* Given text:
This Week in AG History —October 24, 1931

By Darrin J. Rodgers
Originally published on AG News, 25 October 2018

Dr. Charles S. Price (1887-1947), pastor of the theologically liberal First Congregational Church in Lodi, California, ventured into a Pentecostal revival service in 1921. His purpose was to expose the evangelist, Aimee Semple McPherson, as a fraud. He was so confident that he would achieve this mission that he even placed an advertisement in the local newspaper, promoting the title of his next sermon — “Divine Healing Bubble Explodes.”

Some of Price’s church members had attended the revival services in San Jose and reported large numbers of conversions and miracles. He scoffed and replied, “I can explain it all. It is metaphysical, psychological, nothing tangible.” Price arrived at the revival with a pen and paper, ready to take notes. He had difficulty finding a seat, as the revival tent was packed with 6,000 people, but finally was seated in the section reserved for people with infirmities who desired healing.

He was shocked to discover that the revival was being sponsored by Dr. William Keeney Towner, pastor of the prestigious First Baptist Church in Oakland. Price and Towner had been friends when Price had served as a pastor in Oakland. Towner came over to Price and told him, “Charlie, this is real. This little woman is right. This is the real gospel. I have been baptized with the Holy Ghost. It’s genuine, I tell you. It is what you need.”

At the time, McPherson was an Assemblies of God evangelist. She later formed her own denomination, the International Church of the Foursquare Gospel. While Price expected McPherson’s sermon to be rife with fanaticism, he was surprised to discover that her message was thoroughly biblical and compelling. Hundreds responded to an invitation to go to the altar and accept Christ. He returned that evening and, although still skeptical, was seated on the platform with the other ministers. He quickly became a believer, however, once he began witnessing numerous healings, including a blind person regaining sight and a lame person being able to walk.

When McPherson invited people to raise their hands if they wanted to accept Christ, Price raised his hand. A fellow minister leaned over and whispered, “Charlie, don’t you know she is calling for sinners?” Price responded, “I know who she is calling for.” He quickly went down to the altar, recommitted himself to Christ, and later would state that he left that tent “a new man.”

* Explore the material:
• a. In the article on Charles S. Price, why did Price end up seated in the section reserved for people seeking healing? Explain in one to three sentences.
• b. From the article on Charles S. Price, copy the passage starting with "Some of Price’s" and going on through "who desired healing.".
• c. According to the article on Charles S. Price, which church did William Keeney Towner pastor?
You can leave the lines that follow aside.

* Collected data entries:

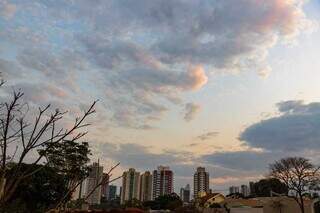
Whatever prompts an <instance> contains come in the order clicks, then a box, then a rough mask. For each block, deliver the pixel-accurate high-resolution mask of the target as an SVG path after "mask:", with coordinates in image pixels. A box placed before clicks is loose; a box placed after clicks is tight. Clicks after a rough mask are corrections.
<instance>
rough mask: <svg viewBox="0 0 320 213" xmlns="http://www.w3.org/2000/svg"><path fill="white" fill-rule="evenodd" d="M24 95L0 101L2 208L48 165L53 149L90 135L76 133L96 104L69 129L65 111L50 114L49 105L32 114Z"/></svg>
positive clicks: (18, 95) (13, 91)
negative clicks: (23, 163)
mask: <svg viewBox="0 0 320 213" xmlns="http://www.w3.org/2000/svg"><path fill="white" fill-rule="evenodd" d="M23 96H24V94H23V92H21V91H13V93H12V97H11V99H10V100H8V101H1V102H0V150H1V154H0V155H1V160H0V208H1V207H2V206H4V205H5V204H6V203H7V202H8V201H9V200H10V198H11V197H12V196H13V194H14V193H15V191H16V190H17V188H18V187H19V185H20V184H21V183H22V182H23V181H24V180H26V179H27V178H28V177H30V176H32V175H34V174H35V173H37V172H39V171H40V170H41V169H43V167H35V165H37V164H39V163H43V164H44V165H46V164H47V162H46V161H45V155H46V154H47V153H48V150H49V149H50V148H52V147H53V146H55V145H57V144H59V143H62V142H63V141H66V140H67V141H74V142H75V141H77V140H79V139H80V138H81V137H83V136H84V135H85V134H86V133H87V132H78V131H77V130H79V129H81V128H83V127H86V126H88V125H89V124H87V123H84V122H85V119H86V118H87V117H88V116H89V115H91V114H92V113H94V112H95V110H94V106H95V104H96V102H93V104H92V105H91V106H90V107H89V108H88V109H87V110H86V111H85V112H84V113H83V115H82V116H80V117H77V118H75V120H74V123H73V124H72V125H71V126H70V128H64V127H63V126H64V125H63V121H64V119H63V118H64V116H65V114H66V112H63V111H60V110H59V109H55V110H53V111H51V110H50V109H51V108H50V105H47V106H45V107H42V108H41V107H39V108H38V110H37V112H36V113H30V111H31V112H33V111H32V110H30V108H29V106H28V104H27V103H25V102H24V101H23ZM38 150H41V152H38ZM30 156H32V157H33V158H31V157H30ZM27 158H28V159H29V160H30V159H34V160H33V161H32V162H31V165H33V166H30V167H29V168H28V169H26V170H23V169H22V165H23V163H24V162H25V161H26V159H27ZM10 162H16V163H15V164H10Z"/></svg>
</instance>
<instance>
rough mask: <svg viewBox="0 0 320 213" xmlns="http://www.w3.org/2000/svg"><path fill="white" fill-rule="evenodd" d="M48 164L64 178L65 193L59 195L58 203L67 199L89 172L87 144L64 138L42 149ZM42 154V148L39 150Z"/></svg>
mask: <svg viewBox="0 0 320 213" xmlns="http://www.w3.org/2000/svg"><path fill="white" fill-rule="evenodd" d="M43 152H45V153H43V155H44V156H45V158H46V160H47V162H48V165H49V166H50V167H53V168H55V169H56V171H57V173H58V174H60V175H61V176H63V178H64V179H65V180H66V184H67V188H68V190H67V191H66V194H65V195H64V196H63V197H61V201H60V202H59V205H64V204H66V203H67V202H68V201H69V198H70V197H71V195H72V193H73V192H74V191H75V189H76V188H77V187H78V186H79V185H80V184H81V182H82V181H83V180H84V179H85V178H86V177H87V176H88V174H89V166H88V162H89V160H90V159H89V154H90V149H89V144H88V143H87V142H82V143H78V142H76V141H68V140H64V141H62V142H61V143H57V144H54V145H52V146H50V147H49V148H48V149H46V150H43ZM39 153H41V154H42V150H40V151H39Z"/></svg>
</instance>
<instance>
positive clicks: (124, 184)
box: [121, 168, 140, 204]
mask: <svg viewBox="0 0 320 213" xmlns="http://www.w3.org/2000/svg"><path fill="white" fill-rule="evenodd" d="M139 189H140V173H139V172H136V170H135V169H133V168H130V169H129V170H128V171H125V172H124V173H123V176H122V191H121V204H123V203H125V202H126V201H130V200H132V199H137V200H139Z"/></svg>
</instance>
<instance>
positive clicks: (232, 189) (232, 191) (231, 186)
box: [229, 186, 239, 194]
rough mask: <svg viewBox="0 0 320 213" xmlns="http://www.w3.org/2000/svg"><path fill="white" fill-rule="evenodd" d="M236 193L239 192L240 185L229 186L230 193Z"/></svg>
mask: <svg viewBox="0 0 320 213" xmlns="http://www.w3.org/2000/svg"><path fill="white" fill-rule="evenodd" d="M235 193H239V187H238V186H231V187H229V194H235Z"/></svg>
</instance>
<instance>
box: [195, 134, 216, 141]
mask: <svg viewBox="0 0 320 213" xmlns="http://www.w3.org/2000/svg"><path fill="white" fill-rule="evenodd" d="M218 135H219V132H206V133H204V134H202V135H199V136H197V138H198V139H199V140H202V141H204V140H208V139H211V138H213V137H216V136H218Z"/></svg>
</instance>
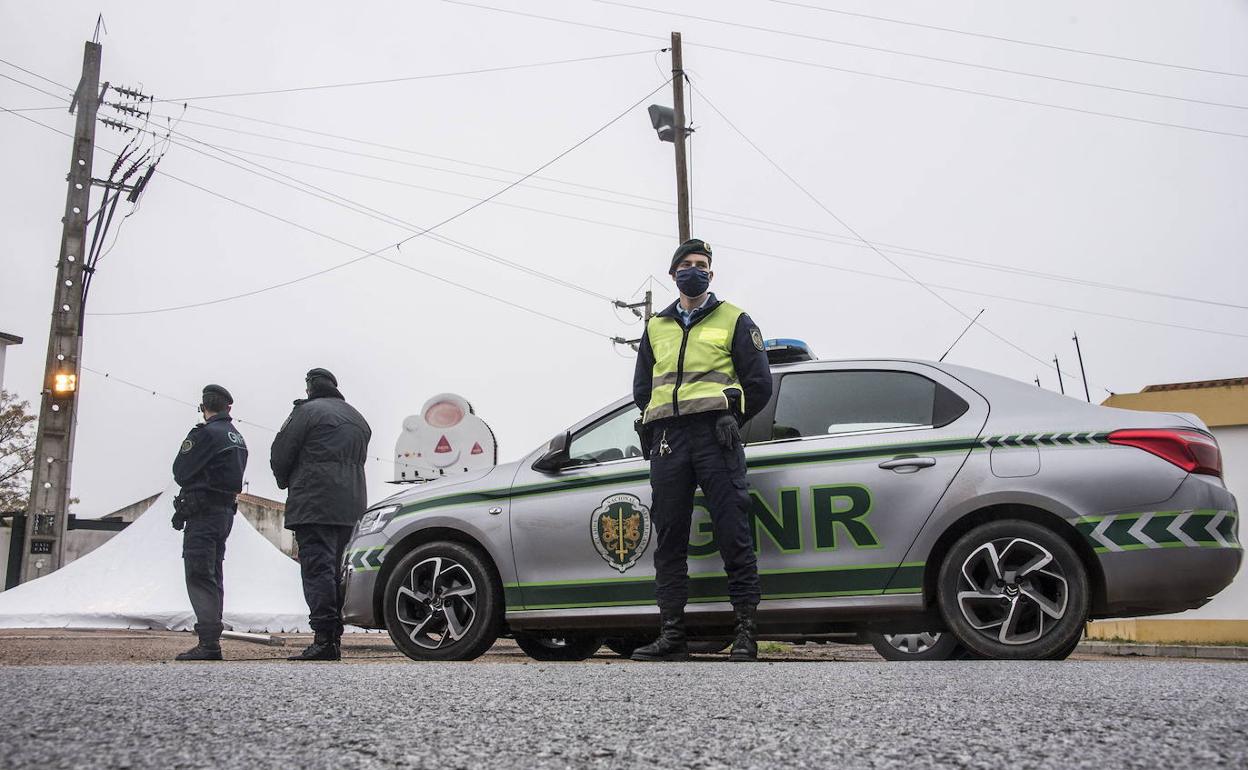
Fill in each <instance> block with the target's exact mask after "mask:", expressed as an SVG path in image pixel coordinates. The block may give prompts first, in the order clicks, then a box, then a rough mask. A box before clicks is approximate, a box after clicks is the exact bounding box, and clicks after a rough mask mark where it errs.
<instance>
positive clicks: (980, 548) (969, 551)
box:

* Responses by task:
• a. The revival tent was packed with 6,000 people, so Price had difficulty finding a seat. He was finally seated in the section reserved for people with infirmities who desired healing.

• b.
Some of Price’s church members had attended the revival services in San Jose and reported large numbers of conversions and miracles. He scoffed and replied, “I can explain it all. It is metaphysical, psychological, nothing tangible.” Price arrived at the revival with a pen and paper, ready to take notes. He had difficulty finding a seat, as the revival tent was packed with 6,000 people, but finally was seated in the section reserved for people with infirmities who desired healing.

• c. Towner pastored the First Baptist Church in Oakland.